Task statement. Could you copy each line of the listing that holds "below"?

[[ Source material, beginning ]]

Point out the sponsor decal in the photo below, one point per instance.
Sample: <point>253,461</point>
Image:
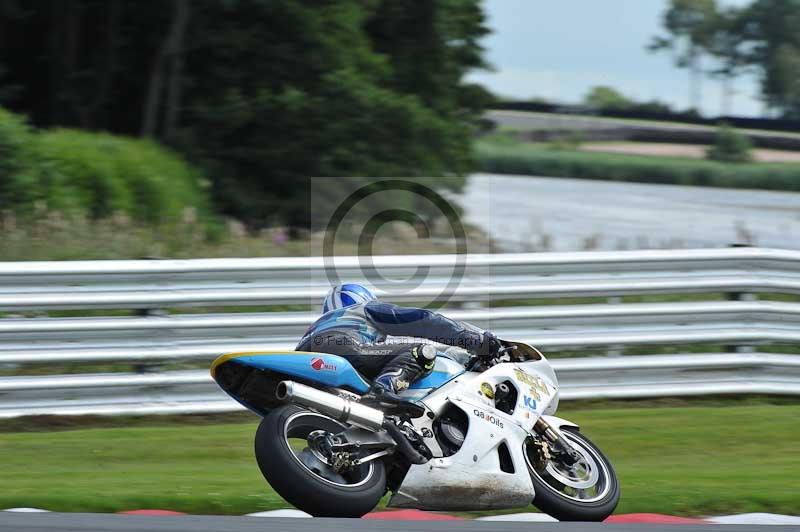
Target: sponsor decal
<point>319,364</point>
<point>537,384</point>
<point>487,390</point>
<point>488,418</point>
<point>529,402</point>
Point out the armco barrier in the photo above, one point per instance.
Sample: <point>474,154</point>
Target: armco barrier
<point>162,333</point>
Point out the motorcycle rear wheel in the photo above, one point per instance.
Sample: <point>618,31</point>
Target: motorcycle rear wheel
<point>305,481</point>
<point>588,491</point>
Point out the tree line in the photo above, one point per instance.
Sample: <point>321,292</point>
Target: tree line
<point>725,42</point>
<point>261,94</point>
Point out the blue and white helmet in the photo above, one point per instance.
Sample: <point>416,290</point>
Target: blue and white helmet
<point>345,295</point>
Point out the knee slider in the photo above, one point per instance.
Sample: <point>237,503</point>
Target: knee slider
<point>425,355</point>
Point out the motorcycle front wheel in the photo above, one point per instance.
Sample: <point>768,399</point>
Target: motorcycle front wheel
<point>586,491</point>
<point>299,473</point>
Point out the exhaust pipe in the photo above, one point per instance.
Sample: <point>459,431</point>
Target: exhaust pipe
<point>326,403</point>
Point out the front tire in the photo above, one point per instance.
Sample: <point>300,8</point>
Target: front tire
<point>300,477</point>
<point>587,492</point>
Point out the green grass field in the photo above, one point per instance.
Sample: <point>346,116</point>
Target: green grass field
<point>696,460</point>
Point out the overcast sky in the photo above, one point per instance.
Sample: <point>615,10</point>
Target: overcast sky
<point>559,49</point>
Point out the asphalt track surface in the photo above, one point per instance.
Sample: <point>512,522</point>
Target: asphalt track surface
<point>69,522</point>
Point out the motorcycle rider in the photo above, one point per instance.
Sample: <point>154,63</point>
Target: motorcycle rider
<point>355,325</point>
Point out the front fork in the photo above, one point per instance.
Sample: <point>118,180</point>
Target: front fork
<point>560,446</point>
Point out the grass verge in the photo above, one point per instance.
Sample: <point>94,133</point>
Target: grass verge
<point>686,460</point>
<point>503,154</point>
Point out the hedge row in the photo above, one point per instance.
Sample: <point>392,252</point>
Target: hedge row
<point>93,174</point>
<point>511,157</point>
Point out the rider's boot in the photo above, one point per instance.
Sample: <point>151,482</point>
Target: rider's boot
<point>396,376</point>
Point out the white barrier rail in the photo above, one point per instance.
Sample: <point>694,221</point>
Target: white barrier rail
<point>156,337</point>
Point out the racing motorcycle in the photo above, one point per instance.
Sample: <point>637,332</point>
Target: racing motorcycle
<point>476,438</point>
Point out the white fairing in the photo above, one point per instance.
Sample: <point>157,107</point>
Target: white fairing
<point>472,478</point>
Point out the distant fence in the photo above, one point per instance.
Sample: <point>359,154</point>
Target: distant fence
<point>771,124</point>
<point>63,315</point>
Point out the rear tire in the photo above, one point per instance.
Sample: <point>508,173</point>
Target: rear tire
<point>352,495</point>
<point>600,499</point>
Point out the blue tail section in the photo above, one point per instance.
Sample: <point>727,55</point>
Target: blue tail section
<point>325,369</point>
<point>330,370</point>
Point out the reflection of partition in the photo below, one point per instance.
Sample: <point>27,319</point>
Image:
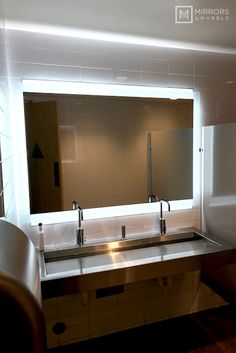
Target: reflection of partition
<point>43,156</point>
<point>170,159</point>
<point>219,188</point>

[[ Source material, end ]]

Written answer.
Point out the sponsor decal in the photo below, one point per instance.
Point out the reflection of partition in the photo below, one point per instance.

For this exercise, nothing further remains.